◆ Exercise goal
Copy the stretch of the material below from the line containing "of the baseboard" through the end of the material, replacing "baseboard" with "skirting board" everywhere it appears and keeping everything else the same.

◆ Exercise material
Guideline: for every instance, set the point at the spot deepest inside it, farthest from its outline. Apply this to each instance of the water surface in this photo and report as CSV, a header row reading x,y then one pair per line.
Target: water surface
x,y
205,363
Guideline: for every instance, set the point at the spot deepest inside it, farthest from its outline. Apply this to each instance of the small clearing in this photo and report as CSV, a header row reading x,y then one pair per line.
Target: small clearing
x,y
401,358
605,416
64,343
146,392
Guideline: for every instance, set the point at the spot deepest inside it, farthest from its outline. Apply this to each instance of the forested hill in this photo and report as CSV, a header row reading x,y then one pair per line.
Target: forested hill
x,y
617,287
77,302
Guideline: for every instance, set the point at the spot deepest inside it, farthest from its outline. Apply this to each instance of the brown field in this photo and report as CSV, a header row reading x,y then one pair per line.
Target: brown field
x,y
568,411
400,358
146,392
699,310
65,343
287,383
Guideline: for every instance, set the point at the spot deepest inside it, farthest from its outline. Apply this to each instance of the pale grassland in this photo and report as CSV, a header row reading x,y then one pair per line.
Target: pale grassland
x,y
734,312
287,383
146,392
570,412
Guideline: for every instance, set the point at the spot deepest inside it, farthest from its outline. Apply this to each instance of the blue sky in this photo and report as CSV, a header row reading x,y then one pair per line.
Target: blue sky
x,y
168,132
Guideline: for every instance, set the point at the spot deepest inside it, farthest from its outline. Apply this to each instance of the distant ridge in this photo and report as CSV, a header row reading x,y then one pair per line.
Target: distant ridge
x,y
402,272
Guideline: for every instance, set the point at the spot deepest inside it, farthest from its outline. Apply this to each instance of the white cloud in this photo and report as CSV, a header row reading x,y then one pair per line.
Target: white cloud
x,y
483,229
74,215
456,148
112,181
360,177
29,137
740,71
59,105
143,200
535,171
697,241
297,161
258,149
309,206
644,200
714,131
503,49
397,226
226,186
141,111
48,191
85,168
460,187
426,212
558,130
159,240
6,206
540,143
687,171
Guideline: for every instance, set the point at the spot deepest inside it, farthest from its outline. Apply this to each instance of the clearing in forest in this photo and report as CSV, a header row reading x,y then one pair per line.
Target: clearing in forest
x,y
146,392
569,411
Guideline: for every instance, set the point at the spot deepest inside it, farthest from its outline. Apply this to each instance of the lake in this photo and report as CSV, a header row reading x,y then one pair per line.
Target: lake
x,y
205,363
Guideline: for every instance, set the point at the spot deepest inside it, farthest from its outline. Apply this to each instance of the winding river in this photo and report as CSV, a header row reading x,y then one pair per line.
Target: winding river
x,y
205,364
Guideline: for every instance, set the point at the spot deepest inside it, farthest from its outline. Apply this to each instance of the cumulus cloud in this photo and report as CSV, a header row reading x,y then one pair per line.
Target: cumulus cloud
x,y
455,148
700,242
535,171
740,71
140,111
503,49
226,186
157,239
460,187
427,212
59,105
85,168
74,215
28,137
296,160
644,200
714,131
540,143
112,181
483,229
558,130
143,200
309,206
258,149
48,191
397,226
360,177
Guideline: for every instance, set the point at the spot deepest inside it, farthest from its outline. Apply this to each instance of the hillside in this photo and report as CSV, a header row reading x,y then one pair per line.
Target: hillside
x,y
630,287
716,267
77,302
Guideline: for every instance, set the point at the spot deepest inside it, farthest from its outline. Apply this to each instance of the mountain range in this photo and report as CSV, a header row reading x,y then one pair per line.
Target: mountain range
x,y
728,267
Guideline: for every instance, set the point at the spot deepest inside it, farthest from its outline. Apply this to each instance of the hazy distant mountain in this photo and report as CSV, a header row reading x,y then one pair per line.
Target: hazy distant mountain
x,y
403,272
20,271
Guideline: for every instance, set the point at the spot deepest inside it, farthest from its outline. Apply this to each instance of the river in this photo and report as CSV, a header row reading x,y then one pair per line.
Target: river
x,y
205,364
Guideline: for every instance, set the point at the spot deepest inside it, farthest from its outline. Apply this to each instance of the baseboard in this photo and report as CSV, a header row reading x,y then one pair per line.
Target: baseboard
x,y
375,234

◆ Problem solution
Guideline: for every instance, set the point at the spot deepest inside it, farthest from its outline. Apply this to each instance of the skirting board in this photo and report as CSV, a header row reading x,y then one pair per line.
Target: skirting board
x,y
375,234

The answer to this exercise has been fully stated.